Although the military invasion succeeded, the entire ordeal became a political disaster for the British and the French, who were thoroughly humiliated. The United States under President Eisenhower threatened to dump British government bonds, blocked the British from accessing IMF loans, and refused to ship them oil (Nasser had sabotaged the Suez Canal to block oil shipments). The Soviets under Khrushchev threatened all three invaders with dramatic escalation, a combination of a nuclear threat and indirect military intervention through Syria. Thus, the British, French, and Israelis were forced to withdraw from Egypt.

This event clearly delineated the end of Britain and France as global superpowers and affirmed the ascendancy of the United States and the USSR in their places. It became clear to all who really wielded power, i.e. the leverage to compel another party to comply without war.

Relative bargaining power determines surplus distribution

To begin the analysis of RBP and how it determines surplus distribution, we must define “baseline.” Recall in my prior article that reproductive subsistence is the bare minimum level (i.e. baseline) of resources required to survive and reproduce at a maintenance level, ensuring a stable population. In the context of RBP, baseline means the minimum amount of concessions or value provided to one party in the deal to ensure the counterparty would not walk away. Any value created above baseline is called “surplus.”

We must examine the cost of walking away on a “whole-category basis.” In other words, the alternative to the deal not happening with a vendor – it isn’t to simply do the deal with a competitor – it’s to not do ANY deal with ANY vendor of that category. In that sense, the alternative to walking away from a supermarket and not buying food would be to go to the food bank, not to just go to another supermarket (because competition is a source of bargaining power, accounted for later, when determining surplus distribution). The category total walking away cost (CTWAC) is equal to the cost and opportunity cost from not doing ANY deal with ANY counterparty in a particular category. In contrast, the real total walking away cost (RTWAC) would be equal to the cost of walking away from just that one counterparty, accounting for ALL alternatives. In other words, a party’s CTWAC should generally be much higher than RTWAC, but as their options (e.g. competitor products) dwindle, their RTWAC approaches CTWAC. Therefore, a vendor that buys up all their competitors technically “creates” more value for customers since RTWAC has increased to become RTWAC; the vendor can then increase prices commensurately to “share” in that “value creation.”

Car vs Rideshare Example

Let’s illustrate this with an example, ignoring time value of money and taxes for simplicity’s sake. Suppose there’s a man in the market for a car. He doesn’t own one currently and is about to start a job that requires commuting. There are no public transportation options in his city, so the only transportation options are either car ownership or rideshare. Assume the job pays $100K per year, with an expected tenure of 5 years ($500K total compensation over tenure).

  • Suppose taking rideshare to work costs $50K over 5 years (cost for not buying a car)

> **GIVEN REQUEST A**
Filter the rows below, keeping every line that contains the string "mountain". Matching is case-sensitive.

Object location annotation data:
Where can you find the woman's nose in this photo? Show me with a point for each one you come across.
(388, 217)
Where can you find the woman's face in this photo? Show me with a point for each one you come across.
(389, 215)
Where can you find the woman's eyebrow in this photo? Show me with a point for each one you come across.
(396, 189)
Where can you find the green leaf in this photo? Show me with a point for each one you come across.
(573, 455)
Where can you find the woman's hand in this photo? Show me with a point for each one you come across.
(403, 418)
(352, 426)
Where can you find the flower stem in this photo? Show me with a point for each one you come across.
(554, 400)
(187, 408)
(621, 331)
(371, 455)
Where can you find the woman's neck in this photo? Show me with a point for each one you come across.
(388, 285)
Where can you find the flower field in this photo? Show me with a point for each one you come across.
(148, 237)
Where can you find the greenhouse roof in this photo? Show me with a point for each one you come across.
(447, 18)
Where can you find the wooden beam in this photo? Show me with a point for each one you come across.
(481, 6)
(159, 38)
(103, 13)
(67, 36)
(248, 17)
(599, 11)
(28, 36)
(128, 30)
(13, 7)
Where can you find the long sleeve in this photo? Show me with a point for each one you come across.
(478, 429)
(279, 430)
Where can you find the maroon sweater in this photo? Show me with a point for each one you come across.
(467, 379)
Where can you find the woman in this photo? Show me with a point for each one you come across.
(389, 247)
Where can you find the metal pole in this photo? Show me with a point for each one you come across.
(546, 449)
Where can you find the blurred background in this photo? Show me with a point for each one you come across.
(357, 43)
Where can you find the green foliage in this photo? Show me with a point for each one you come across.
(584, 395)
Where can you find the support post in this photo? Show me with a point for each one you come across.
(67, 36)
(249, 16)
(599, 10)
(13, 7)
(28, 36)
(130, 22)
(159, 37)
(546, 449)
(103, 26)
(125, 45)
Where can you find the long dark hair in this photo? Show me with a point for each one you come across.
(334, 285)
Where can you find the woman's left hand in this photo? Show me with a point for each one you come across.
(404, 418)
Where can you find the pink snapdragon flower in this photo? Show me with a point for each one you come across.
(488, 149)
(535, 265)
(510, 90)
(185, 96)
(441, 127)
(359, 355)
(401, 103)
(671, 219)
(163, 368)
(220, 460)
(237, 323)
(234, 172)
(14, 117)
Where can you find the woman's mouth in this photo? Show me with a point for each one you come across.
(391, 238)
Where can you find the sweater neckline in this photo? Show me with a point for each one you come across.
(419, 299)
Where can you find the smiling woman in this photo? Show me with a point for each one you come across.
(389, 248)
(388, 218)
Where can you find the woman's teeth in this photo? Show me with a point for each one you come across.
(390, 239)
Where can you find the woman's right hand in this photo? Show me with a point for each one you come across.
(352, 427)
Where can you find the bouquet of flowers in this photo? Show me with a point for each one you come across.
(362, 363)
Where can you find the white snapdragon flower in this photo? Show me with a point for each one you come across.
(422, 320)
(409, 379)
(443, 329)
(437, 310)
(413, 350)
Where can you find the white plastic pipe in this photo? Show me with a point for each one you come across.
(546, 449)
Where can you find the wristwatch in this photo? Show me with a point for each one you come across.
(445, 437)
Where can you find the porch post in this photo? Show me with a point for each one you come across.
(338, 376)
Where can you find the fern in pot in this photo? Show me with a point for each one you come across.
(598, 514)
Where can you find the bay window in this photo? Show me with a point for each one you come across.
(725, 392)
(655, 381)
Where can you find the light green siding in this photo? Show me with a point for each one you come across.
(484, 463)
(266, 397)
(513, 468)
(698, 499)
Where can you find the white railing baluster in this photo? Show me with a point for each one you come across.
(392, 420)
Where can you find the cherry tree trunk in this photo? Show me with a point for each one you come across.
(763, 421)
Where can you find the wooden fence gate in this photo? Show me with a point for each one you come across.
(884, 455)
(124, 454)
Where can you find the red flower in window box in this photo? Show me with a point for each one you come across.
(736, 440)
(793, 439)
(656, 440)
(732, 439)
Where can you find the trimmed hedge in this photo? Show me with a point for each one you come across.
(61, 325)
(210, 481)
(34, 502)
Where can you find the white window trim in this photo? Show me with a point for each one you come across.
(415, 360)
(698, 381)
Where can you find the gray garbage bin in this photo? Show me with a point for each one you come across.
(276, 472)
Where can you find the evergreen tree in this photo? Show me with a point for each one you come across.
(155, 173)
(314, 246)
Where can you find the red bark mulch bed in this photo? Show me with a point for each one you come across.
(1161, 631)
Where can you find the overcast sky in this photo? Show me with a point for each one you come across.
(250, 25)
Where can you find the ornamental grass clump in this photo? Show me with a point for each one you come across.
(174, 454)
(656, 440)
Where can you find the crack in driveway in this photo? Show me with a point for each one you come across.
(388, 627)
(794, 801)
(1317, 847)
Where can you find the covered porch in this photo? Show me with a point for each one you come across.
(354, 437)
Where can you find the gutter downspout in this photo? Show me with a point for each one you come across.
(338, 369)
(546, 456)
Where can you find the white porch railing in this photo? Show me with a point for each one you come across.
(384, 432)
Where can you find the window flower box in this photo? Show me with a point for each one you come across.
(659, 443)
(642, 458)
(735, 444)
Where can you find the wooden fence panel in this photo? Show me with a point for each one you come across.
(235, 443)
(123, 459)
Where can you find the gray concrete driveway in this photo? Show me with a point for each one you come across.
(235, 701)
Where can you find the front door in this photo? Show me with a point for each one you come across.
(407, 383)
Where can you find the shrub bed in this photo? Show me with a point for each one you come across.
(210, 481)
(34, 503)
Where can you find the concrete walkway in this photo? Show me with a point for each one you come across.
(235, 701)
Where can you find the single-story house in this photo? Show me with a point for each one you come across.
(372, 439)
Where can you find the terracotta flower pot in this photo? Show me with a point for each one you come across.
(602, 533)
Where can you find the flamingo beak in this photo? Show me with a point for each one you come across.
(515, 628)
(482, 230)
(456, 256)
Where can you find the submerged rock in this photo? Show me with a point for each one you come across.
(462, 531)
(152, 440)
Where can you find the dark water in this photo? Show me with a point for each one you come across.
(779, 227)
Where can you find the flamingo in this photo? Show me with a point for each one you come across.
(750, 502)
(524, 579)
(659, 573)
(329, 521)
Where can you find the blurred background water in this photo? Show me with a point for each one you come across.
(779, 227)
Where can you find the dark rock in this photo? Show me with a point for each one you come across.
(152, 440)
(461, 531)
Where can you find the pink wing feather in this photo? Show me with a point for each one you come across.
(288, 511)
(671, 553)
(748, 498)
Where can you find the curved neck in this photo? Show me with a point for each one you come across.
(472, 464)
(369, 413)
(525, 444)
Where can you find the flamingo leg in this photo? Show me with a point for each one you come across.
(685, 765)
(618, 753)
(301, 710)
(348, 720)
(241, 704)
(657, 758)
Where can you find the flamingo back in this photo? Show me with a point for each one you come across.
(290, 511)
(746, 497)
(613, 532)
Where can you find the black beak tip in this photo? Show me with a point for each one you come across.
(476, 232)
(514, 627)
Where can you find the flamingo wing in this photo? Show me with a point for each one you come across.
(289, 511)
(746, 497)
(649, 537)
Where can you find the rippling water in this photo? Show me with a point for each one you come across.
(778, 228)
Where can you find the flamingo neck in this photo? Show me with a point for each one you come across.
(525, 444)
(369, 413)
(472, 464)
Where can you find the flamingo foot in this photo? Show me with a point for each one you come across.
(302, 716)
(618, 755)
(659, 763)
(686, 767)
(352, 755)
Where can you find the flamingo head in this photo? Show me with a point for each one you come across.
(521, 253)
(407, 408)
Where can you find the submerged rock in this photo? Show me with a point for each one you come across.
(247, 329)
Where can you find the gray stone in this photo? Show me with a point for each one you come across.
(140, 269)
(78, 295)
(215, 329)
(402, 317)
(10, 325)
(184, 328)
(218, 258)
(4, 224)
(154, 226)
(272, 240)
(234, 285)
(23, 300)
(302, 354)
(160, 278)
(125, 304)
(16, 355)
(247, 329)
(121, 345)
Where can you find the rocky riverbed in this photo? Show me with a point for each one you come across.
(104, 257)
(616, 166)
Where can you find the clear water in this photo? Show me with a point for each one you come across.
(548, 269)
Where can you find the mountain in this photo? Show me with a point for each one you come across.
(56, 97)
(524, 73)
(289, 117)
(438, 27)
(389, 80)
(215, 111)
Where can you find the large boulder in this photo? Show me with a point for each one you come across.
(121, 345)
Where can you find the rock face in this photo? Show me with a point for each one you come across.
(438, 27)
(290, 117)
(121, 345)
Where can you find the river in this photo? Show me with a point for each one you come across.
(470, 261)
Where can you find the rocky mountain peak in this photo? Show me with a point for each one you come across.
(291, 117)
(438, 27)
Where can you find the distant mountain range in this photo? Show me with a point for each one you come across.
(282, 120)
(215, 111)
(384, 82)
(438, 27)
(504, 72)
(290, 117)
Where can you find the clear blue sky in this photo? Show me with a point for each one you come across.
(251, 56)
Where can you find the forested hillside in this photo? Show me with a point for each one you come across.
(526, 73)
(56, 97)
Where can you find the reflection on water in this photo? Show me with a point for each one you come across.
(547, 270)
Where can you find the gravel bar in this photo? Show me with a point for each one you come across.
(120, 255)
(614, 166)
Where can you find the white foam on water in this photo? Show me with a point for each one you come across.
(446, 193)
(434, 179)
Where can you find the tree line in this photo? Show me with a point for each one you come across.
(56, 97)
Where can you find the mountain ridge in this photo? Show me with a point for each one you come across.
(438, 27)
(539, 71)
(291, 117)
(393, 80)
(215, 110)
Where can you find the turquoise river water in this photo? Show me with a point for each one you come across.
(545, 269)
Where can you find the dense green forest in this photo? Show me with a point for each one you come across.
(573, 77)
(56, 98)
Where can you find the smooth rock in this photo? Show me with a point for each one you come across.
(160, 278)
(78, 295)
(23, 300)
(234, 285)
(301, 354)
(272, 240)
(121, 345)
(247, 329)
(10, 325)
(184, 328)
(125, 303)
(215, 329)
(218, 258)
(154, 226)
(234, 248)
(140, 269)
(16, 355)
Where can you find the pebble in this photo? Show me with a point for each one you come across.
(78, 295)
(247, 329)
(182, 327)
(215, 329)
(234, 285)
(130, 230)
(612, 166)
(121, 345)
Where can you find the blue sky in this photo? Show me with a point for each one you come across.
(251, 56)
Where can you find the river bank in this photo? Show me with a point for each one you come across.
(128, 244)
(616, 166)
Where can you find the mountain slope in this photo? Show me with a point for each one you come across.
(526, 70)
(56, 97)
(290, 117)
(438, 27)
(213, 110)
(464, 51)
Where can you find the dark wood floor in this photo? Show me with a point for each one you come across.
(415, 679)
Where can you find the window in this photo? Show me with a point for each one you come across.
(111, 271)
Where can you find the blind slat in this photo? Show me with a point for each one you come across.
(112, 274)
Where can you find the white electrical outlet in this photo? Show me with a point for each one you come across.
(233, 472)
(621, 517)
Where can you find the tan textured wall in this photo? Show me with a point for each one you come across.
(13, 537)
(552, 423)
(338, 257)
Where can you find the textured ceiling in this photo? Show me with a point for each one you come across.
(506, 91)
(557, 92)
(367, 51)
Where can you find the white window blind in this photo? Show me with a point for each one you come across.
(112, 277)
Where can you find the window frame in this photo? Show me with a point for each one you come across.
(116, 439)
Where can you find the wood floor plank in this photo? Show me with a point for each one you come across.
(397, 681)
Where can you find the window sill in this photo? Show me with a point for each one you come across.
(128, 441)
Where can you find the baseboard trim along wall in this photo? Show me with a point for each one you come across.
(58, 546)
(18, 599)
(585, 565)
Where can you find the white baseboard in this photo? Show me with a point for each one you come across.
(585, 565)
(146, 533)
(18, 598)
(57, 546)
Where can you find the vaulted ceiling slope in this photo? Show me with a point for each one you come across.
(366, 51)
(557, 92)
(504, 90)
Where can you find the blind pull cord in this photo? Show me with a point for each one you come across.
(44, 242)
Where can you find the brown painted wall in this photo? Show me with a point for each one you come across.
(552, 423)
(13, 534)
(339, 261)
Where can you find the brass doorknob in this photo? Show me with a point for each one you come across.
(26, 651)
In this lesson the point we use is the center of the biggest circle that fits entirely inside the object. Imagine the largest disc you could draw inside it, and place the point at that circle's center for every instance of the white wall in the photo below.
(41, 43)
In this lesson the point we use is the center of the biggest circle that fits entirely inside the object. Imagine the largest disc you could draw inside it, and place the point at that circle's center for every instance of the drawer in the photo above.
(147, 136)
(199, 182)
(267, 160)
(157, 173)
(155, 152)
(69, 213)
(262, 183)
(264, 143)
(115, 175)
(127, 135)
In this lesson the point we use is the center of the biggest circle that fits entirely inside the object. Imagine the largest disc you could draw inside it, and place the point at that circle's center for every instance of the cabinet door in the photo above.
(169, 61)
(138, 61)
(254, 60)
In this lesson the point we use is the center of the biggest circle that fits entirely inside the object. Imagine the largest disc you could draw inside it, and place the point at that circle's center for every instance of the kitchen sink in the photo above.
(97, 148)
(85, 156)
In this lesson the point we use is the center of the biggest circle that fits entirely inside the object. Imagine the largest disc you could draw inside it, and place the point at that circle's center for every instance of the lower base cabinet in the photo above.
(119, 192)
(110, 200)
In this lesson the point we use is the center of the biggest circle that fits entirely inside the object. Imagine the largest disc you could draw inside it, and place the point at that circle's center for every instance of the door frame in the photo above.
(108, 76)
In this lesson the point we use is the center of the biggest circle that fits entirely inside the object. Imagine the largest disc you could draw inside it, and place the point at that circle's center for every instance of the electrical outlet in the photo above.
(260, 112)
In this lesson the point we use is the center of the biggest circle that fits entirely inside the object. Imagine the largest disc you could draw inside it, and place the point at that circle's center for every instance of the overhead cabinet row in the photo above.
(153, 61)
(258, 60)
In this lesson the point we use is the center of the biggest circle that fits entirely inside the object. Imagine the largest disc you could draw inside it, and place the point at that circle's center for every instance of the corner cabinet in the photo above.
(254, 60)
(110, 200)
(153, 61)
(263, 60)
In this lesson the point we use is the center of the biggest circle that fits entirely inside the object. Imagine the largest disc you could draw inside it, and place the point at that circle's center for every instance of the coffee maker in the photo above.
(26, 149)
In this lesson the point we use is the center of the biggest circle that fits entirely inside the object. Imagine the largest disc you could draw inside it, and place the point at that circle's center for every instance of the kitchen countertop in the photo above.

> **GIVEN REQUEST B**
Reproduce the part of the bargaining power text starting with "Let’s illustrate this" and going on through "buying a car)", with "public transportation" replaced by "mass transit".

> **TASK RESPONSE A**
Where can you find the mountain in this photo? Show me with a point for each one you come across.
Where can you find the rocky mountain peak in this photo? Show me with a point for each one you come across.
Where can you find the distant mountain range in this photo? Show me with a point for each one you come across.
Where can you find the mountain ridge in this photo? Show me with a point for each one you come across.
Where can you find the mountain slope in this photo? Show me with a point for each one you come across.

> **TASK RESPONSE B**
Let’s illustrate this with an example, ignoring time value of money and taxes for simplicity’s sake. Suppose there’s a man in the market for a car. He doesn’t own one currently and is about to start a job that requires commuting. There are no mass transit options in his city, so the only transportation options are either car ownership or rideshare. Assume the job pays $100K per year, with an expected tenure of 5 years ($500K total compensation over tenure).

  • Suppose taking rideshare to work costs $50K over 5 years (cost for not buying a car)